_Listed entries_.
☆ ☆ ☆ ☆ ☆
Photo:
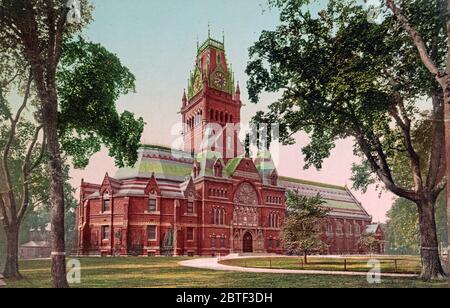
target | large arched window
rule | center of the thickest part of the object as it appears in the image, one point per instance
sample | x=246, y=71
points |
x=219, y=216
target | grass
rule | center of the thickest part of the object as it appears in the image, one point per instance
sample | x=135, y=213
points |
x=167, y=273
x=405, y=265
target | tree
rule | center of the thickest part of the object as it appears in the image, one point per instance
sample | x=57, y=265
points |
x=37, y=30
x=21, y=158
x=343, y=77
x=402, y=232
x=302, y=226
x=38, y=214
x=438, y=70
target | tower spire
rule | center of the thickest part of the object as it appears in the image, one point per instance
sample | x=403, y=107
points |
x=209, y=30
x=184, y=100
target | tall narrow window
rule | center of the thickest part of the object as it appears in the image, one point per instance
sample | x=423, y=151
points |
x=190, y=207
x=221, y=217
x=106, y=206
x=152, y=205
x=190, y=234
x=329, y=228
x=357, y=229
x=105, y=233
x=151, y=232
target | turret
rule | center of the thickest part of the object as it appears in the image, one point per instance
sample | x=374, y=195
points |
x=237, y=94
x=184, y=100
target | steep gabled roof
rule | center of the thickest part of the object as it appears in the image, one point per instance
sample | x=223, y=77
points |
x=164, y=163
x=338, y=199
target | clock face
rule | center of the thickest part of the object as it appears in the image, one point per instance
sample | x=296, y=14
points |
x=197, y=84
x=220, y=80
☆ ☆ ☆ ☆ ☆
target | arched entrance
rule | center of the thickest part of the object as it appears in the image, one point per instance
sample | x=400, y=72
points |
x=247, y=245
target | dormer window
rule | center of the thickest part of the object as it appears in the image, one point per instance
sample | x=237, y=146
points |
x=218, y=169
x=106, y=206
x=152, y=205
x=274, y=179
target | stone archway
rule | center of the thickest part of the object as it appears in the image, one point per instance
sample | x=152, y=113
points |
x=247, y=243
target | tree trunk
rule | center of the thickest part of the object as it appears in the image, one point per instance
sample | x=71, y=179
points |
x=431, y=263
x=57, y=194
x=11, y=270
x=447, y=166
☆ ☆ ☆ ☆ ☆
Please give, as a bare number, how many lines in the listing above contain "sample".

_Completed exercise_.
12